== GIVEN PROBLEM 1 ==
List each database table name that the task page assigns to a variable, along with the variable it is assigned to.
== GIVEN PROBLEM 2 ==
According to the task page, in what environment should the code be run?
== GIVEN PROBLEM 3 ==
Decide whether each statement agrees with the task page, and quote the words that settle it:
(a) The task "T305475 Milestone: Ingest and Transform Input Data" has the status Resolved.
(b) The variable score_year is set to 2019.
(c) The referenced jar file is version 0.2.9 of refinery-hive.

== DOCUMENT SEGMENT ==
* * *

(creating this task for QA coordination as it was never created)
Description
| Status | Subtype | Assigned | Task | ||
|---|---|---|---|---|---|
| Open | None | T305468 Deploy the GDI Equity Landscape Dashboard | |||
| Open | None | T305475 Milestone: Ingest and Transform Input Data | |||
| Open | None | T306625 Extract + Transformation Raw Data into Input Metrics | |||
| Resolved | • ntsako | T324968 Access input metrics |
Event Timeline
Please run this in a Jupyter notebook
java_function = "CREATE TEMPORARY FUNCTION array_avg AS 'org.wikimedia.analytics.refinery.hive.ArrayAvgUDF' USING JAR 'hdfs://analytics-hadoop/wmf/refinery/current/artifacts/org/wikimedia/analytics/refinery/refinery-hive-0.2.9.jar';"
country_data = "ntsako.country_meta_data"
world_bank = "ntsako.world_bank_data_input_metrics"
world_bank_year = 2020
mobile_index = "ntsako.mci_input_metrics"
score_year = 2019
year = 2021
social_progress = "ntsako.social_progress_input_metrics"
spi_year = 2020
sql = f"""

* * *

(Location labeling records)

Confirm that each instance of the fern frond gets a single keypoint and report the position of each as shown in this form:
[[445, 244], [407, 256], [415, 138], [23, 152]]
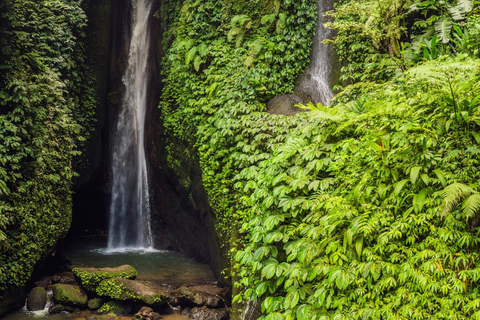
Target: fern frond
[[443, 27], [453, 194], [471, 205], [465, 5]]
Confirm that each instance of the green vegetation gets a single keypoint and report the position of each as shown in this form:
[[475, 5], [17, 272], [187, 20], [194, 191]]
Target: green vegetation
[[90, 278], [365, 209], [46, 104]]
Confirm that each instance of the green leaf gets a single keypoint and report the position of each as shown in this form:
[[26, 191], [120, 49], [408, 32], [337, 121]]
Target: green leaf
[[399, 186], [414, 174], [443, 28], [419, 200]]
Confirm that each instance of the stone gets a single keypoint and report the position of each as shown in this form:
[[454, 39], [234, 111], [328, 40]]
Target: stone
[[119, 308], [186, 312], [44, 282], [284, 105], [133, 290], [58, 308], [95, 303], [147, 313], [56, 279], [206, 295], [205, 313], [69, 295], [37, 299], [90, 278]]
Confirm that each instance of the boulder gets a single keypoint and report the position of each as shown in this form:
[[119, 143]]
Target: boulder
[[56, 279], [284, 105], [206, 295], [103, 317], [205, 313], [186, 312], [58, 308], [131, 290], [37, 299], [90, 278], [119, 308], [44, 282], [69, 295], [147, 313], [94, 303]]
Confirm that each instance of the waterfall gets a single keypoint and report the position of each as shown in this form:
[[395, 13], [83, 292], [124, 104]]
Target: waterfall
[[129, 220], [320, 75]]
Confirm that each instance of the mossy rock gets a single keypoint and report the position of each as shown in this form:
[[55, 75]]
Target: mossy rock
[[95, 303], [118, 308], [90, 278], [130, 290], [69, 295], [205, 295]]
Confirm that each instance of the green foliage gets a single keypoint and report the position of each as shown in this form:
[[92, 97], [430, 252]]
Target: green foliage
[[370, 212], [42, 88], [115, 289], [91, 278], [394, 35], [226, 59]]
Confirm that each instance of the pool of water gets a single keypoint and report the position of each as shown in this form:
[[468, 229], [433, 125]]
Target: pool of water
[[165, 267], [24, 314]]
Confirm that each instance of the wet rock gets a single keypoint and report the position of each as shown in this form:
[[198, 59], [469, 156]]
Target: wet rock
[[44, 282], [284, 105], [205, 313], [118, 308], [103, 317], [37, 299], [146, 313], [95, 303], [131, 290], [69, 295], [186, 312], [58, 308], [206, 295], [56, 279], [90, 278]]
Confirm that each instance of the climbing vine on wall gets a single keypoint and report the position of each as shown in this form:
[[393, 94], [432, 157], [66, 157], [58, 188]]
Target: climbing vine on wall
[[46, 106]]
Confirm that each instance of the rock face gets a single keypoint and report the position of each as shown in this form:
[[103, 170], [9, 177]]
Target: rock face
[[128, 290], [119, 308], [37, 299], [207, 295], [58, 308], [284, 105], [205, 313], [146, 313], [90, 278], [69, 295], [95, 303]]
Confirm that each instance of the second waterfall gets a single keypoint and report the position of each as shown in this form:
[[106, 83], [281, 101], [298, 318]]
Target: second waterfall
[[129, 218]]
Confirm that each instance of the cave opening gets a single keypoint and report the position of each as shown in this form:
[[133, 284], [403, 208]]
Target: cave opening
[[181, 219]]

* * *

== RIGHT ANSWER 1 ==
- country_data: ntsako.country_meta_data
- world_bank: ntsako.world_bank_data_input_metrics
- mobile_index: ntsako.mci_input_metrics
- social_progress: ntsako.social_progress_input_metrics

== RIGHT ANSWER 2 ==
In a Jupyter notebook.

== RIGHT ANSWER 3 ==
(a) No: "Open | None | T305475 Milestone: Ingest and Transform Input Data"
(b) Yes: "score_year = 2019"
(c) Yes: "refinery-hive-0.2.9.jar"